Task statement: An exact reproduction of each record is required.

Working data:
BEGIN
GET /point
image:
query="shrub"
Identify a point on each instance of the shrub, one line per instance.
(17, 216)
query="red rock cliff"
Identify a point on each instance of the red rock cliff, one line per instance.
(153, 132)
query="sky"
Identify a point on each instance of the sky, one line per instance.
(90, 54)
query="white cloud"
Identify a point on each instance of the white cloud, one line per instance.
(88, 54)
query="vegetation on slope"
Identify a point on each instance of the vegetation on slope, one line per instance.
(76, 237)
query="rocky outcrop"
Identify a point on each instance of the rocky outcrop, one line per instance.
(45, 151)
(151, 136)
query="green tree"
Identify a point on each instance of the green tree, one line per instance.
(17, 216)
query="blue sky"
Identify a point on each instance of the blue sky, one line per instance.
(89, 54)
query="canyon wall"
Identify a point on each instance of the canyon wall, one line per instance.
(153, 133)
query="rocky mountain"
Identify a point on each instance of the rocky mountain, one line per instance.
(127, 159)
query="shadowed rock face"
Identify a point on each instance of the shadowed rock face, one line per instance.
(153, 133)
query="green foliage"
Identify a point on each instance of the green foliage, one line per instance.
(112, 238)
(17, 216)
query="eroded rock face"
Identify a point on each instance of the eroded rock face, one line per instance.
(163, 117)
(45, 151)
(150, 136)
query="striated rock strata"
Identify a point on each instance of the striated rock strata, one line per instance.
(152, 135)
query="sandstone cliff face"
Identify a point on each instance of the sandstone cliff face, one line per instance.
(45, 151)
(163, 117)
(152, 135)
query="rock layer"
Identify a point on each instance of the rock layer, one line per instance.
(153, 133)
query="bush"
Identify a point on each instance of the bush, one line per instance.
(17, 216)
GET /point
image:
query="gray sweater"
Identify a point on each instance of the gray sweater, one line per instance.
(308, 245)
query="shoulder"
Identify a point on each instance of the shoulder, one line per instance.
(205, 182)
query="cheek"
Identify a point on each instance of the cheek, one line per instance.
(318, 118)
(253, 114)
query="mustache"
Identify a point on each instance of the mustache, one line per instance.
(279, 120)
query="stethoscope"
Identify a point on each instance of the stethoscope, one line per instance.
END
Result for this task:
GET /point
image:
query="shrub"
Identify a point on each instance of the shrub, one line per instance.
(17, 216)
query="red rock cliff"
Identify a point on each instance of the red rock cliff, one line per instance.
(153, 132)
query="sky"
Identify a point on each instance of the sky, one line per instance.
(90, 54)
query="white cloud"
Identify a point on each instance of the white cloud, one line per instance.
(88, 54)
query="vegetation on slope"
Identify a point on each instance of the vegetation on slope, one line per instance.
(76, 237)
query="rocky outcrop"
Identify a point on each instance of the rocky outcrop, one line per instance.
(45, 151)
(151, 136)
query="green tree"
Identify a point on each instance of the green tree, one line per instance.
(17, 216)
query="blue sky"
Identify a point on each instance of the blue sky, one line per instance.
(89, 54)
query="canyon wall"
Identify a point on each instance of the canyon wall, one line per instance.
(153, 133)
query="rocky mountain"
Identify a point on each instance of the rocky mountain, one line per instance.
(127, 159)
query="shadowed rock face"
Identify a point on each instance of the shadowed rock face, one line per instance.
(153, 133)
query="green foliage"
Identify a point on each instance of the green foliage, one line per instance.
(112, 238)
(17, 216)
query="eroded rock face"
Identify a point on each instance of the eroded rock face, one line per instance.
(163, 117)
(45, 151)
(150, 136)
query="striated rock strata"
Identify a point on each instance of the striated rock strata, one line per instance.
(152, 135)
query="sandstone cliff face"
Identify a point on each instance of the sandstone cliff face, one line per instance.
(45, 151)
(163, 117)
(152, 135)
query="rock layer"
Identify a point on each instance of the rock layer, one line per instance.
(153, 133)
query="bush"
Identify a point on each instance of the bush, one line per instance.
(17, 216)
GET /point
image:
query="gray sweater"
Identify a point on each instance of the gray sweater, one line per instance.
(308, 245)
query="shoulder"
Identify a point on each instance of the shoulder, one line per instance.
(205, 182)
query="cheek"
Identify a point on each instance of the cheek, one line per instance.
(318, 118)
(253, 114)
query="mustache"
Identify a point on each instance of the mustache, one line per instance.
(279, 120)
query="stethoscope"
Identify a point on each instance of the stethoscope, one line per instance.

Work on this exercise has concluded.